--- Your objective ---
Copy out the line containing "the car roof" and each line after it, through the last one in the material, exactly as written.

--- Entries supplied ---
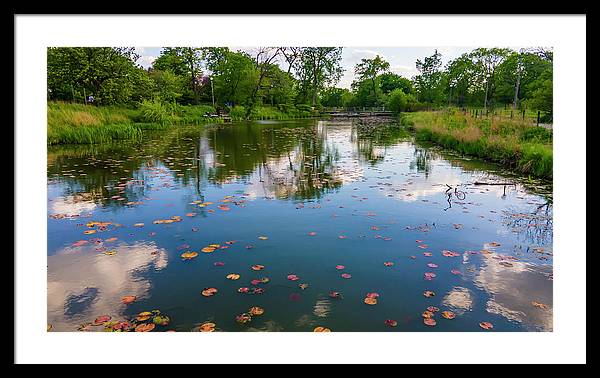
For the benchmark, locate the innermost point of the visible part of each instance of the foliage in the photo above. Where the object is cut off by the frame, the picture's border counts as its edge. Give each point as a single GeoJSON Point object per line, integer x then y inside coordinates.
{"type": "Point", "coordinates": [509, 142]}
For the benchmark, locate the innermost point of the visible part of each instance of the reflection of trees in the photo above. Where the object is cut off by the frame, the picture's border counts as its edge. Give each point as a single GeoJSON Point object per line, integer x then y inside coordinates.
{"type": "Point", "coordinates": [291, 162]}
{"type": "Point", "coordinates": [535, 227]}
{"type": "Point", "coordinates": [375, 135]}
{"type": "Point", "coordinates": [422, 162]}
{"type": "Point", "coordinates": [94, 172]}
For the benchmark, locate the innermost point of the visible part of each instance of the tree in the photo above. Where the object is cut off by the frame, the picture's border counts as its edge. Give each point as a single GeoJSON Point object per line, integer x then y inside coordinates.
{"type": "Point", "coordinates": [487, 61]}
{"type": "Point", "coordinates": [461, 79]}
{"type": "Point", "coordinates": [427, 82]}
{"type": "Point", "coordinates": [109, 74]}
{"type": "Point", "coordinates": [264, 58]}
{"type": "Point", "coordinates": [185, 62]}
{"type": "Point", "coordinates": [390, 81]}
{"type": "Point", "coordinates": [233, 75]}
{"type": "Point", "coordinates": [317, 68]}
{"type": "Point", "coordinates": [369, 69]}
{"type": "Point", "coordinates": [169, 86]}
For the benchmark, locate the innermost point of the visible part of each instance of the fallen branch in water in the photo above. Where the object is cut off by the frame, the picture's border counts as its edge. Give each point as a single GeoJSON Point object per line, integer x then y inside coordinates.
{"type": "Point", "coordinates": [494, 183]}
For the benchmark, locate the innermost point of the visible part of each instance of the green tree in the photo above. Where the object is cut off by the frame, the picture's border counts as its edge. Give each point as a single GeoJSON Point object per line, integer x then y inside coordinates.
{"type": "Point", "coordinates": [169, 86]}
{"type": "Point", "coordinates": [487, 61]}
{"type": "Point", "coordinates": [185, 62]}
{"type": "Point", "coordinates": [390, 81]}
{"type": "Point", "coordinates": [317, 68]}
{"type": "Point", "coordinates": [428, 82]}
{"type": "Point", "coordinates": [109, 74]}
{"type": "Point", "coordinates": [368, 70]}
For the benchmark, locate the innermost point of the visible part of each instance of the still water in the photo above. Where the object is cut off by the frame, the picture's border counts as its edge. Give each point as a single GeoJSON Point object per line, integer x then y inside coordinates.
{"type": "Point", "coordinates": [324, 224]}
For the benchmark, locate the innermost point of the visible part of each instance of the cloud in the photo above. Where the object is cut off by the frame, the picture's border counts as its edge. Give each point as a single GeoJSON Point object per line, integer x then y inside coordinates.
{"type": "Point", "coordinates": [146, 61]}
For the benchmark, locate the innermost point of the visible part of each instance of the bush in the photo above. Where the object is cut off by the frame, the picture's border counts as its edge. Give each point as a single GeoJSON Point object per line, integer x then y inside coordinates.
{"type": "Point", "coordinates": [156, 111]}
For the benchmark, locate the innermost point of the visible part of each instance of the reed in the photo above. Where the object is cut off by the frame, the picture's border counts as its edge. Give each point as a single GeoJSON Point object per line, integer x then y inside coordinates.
{"type": "Point", "coordinates": [514, 143]}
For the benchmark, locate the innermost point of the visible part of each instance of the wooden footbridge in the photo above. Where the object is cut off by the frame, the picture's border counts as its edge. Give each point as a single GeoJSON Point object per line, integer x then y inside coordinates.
{"type": "Point", "coordinates": [357, 112]}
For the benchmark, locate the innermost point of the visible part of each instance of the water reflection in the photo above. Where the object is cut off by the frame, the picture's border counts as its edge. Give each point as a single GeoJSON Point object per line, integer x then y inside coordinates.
{"type": "Point", "coordinates": [84, 283]}
{"type": "Point", "coordinates": [344, 167]}
{"type": "Point", "coordinates": [517, 305]}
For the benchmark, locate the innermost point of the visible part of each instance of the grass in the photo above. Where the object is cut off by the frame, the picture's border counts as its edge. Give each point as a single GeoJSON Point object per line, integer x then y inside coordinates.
{"type": "Point", "coordinates": [282, 112]}
{"type": "Point", "coordinates": [85, 124]}
{"type": "Point", "coordinates": [516, 144]}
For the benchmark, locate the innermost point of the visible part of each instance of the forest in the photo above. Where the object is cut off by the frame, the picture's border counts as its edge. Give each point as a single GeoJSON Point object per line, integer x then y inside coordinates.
{"type": "Point", "coordinates": [275, 82]}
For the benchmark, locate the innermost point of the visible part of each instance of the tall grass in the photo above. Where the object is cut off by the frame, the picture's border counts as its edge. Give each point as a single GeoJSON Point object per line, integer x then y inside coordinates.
{"type": "Point", "coordinates": [521, 146]}
{"type": "Point", "coordinates": [281, 112]}
{"type": "Point", "coordinates": [85, 124]}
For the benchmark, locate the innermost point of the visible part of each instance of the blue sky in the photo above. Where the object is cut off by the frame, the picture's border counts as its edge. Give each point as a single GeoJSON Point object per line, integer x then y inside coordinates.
{"type": "Point", "coordinates": [402, 59]}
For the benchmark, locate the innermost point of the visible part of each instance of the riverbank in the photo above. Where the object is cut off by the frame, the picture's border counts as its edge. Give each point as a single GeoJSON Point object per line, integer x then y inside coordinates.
{"type": "Point", "coordinates": [85, 124]}
{"type": "Point", "coordinates": [522, 147]}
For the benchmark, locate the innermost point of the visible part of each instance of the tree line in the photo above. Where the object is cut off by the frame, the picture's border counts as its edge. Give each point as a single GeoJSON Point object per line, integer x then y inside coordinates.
{"type": "Point", "coordinates": [285, 77]}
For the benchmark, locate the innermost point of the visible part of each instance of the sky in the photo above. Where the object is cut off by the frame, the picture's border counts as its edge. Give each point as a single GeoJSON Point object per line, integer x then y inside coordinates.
{"type": "Point", "coordinates": [402, 59]}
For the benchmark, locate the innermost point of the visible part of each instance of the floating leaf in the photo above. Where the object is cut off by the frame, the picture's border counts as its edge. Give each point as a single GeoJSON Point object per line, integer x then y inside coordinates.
{"type": "Point", "coordinates": [370, 301]}
{"type": "Point", "coordinates": [145, 327]}
{"type": "Point", "coordinates": [101, 319]}
{"type": "Point", "coordinates": [128, 299]}
{"type": "Point", "coordinates": [486, 325]}
{"type": "Point", "coordinates": [447, 253]}
{"type": "Point", "coordinates": [161, 320]}
{"type": "Point", "coordinates": [189, 255]}
{"type": "Point", "coordinates": [255, 311]}
{"type": "Point", "coordinates": [143, 316]}
{"type": "Point", "coordinates": [206, 327]}
{"type": "Point", "coordinates": [243, 318]}
{"type": "Point", "coordinates": [539, 305]}
{"type": "Point", "coordinates": [209, 291]}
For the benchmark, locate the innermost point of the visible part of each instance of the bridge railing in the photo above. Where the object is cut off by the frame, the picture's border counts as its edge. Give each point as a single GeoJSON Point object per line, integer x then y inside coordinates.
{"type": "Point", "coordinates": [357, 109]}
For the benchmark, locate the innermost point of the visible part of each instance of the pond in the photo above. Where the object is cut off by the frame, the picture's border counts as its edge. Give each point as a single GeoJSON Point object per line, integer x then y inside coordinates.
{"type": "Point", "coordinates": [318, 223]}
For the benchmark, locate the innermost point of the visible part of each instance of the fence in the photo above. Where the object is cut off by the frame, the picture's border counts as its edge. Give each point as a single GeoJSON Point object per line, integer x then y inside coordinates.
{"type": "Point", "coordinates": [535, 117]}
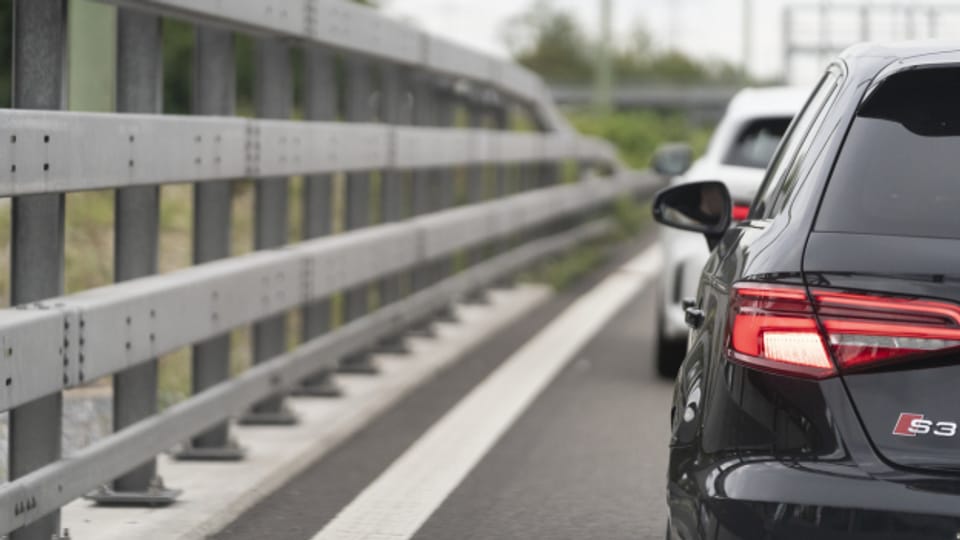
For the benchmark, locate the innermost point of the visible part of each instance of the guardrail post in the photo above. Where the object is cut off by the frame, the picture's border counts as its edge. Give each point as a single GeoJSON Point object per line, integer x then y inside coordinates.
{"type": "Point", "coordinates": [139, 90]}
{"type": "Point", "coordinates": [396, 111]}
{"type": "Point", "coordinates": [423, 179]}
{"type": "Point", "coordinates": [476, 181]}
{"type": "Point", "coordinates": [505, 183]}
{"type": "Point", "coordinates": [36, 262]}
{"type": "Point", "coordinates": [273, 94]}
{"type": "Point", "coordinates": [359, 109]}
{"type": "Point", "coordinates": [445, 102]}
{"type": "Point", "coordinates": [320, 103]}
{"type": "Point", "coordinates": [214, 92]}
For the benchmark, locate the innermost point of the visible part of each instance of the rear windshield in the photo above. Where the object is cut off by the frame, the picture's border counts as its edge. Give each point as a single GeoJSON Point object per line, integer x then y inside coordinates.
{"type": "Point", "coordinates": [757, 142]}
{"type": "Point", "coordinates": [899, 170]}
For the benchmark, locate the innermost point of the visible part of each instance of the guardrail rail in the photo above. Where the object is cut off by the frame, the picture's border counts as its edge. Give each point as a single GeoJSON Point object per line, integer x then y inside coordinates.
{"type": "Point", "coordinates": [402, 129]}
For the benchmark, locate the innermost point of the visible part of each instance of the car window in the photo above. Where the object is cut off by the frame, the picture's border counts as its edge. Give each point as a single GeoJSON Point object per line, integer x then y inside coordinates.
{"type": "Point", "coordinates": [779, 182]}
{"type": "Point", "coordinates": [756, 143]}
{"type": "Point", "coordinates": [897, 171]}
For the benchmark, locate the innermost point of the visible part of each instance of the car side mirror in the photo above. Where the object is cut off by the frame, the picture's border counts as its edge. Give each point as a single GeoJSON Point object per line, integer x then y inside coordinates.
{"type": "Point", "coordinates": [672, 159]}
{"type": "Point", "coordinates": [703, 207]}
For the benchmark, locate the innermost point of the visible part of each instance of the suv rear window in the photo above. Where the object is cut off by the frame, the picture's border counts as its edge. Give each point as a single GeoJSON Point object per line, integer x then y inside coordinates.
{"type": "Point", "coordinates": [757, 142]}
{"type": "Point", "coordinates": [899, 170]}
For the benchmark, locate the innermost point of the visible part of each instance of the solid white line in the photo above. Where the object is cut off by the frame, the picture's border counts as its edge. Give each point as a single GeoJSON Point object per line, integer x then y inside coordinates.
{"type": "Point", "coordinates": [401, 499]}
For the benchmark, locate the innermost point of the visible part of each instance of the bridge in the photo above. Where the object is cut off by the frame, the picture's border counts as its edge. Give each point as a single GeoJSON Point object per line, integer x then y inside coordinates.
{"type": "Point", "coordinates": [403, 381]}
{"type": "Point", "coordinates": [703, 103]}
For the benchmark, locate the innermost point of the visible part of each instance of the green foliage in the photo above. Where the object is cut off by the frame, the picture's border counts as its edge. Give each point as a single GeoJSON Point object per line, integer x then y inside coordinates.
{"type": "Point", "coordinates": [552, 43]}
{"type": "Point", "coordinates": [637, 134]}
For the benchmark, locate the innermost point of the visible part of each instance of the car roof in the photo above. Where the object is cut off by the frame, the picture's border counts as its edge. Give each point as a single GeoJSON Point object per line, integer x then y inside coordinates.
{"type": "Point", "coordinates": [752, 104]}
{"type": "Point", "coordinates": [903, 50]}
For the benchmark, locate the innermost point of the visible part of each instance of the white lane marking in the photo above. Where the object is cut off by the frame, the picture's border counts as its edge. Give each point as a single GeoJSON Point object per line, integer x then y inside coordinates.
{"type": "Point", "coordinates": [401, 499]}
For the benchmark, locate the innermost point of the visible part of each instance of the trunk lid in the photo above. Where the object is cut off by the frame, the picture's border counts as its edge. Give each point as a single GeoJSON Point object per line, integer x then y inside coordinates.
{"type": "Point", "coordinates": [909, 405]}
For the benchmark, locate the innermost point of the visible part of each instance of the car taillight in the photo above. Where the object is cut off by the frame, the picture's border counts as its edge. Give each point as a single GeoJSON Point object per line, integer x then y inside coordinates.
{"type": "Point", "coordinates": [773, 328]}
{"type": "Point", "coordinates": [865, 330]}
{"type": "Point", "coordinates": [776, 328]}
{"type": "Point", "coordinates": [740, 212]}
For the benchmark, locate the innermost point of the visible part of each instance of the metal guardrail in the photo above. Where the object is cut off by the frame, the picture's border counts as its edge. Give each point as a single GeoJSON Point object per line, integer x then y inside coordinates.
{"type": "Point", "coordinates": [517, 212]}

--- Response to the task ---
For the benchmark, locate the innermost point of the visible part of each instance of the car roof in the photo above. Where the object is cut off by the frame, the picture's border counts as its edge. Give each point as a single GeoJSON Point object per line, integer x then y inside coordinates.
{"type": "Point", "coordinates": [752, 104]}
{"type": "Point", "coordinates": [903, 50]}
For the benchmark, locate the innermost point of the visible part of each instance of the white lane marking in the photo above. Where the object is cut off by the frame, the picture's border counts as its edge. Give each point as a single GeoJSON Point object per line, integer x then y inside coordinates.
{"type": "Point", "coordinates": [401, 499]}
For the benchmark, locate the innermost point of the visible part of each instance of the trunk lid in the photo above. Where the object is cut off by the frame, the picture's border counts as its edge. Give each point as a single GeoJSON Point object per line, integer x then y inside coordinates.
{"type": "Point", "coordinates": [909, 405]}
For the benchmark, locate the innermost point of the visible part of each instance of the car taillight in the photo above. Where the object is cut off by the frame, the picture's border counts as its edge. Give each point as a single GeoJSON Point object per line, integer x then y inside coordinates.
{"type": "Point", "coordinates": [773, 328]}
{"type": "Point", "coordinates": [865, 330]}
{"type": "Point", "coordinates": [776, 328]}
{"type": "Point", "coordinates": [740, 212]}
For the benchmark, locate the innermost point of the visible part of each instance of the metal guardrail in the photo above. Where the object is cut off by the frame, the picture's border counts as its edge. Give each point as a single GeoJSON Point object per line, integer x then y inside coordinates.
{"type": "Point", "coordinates": [517, 212]}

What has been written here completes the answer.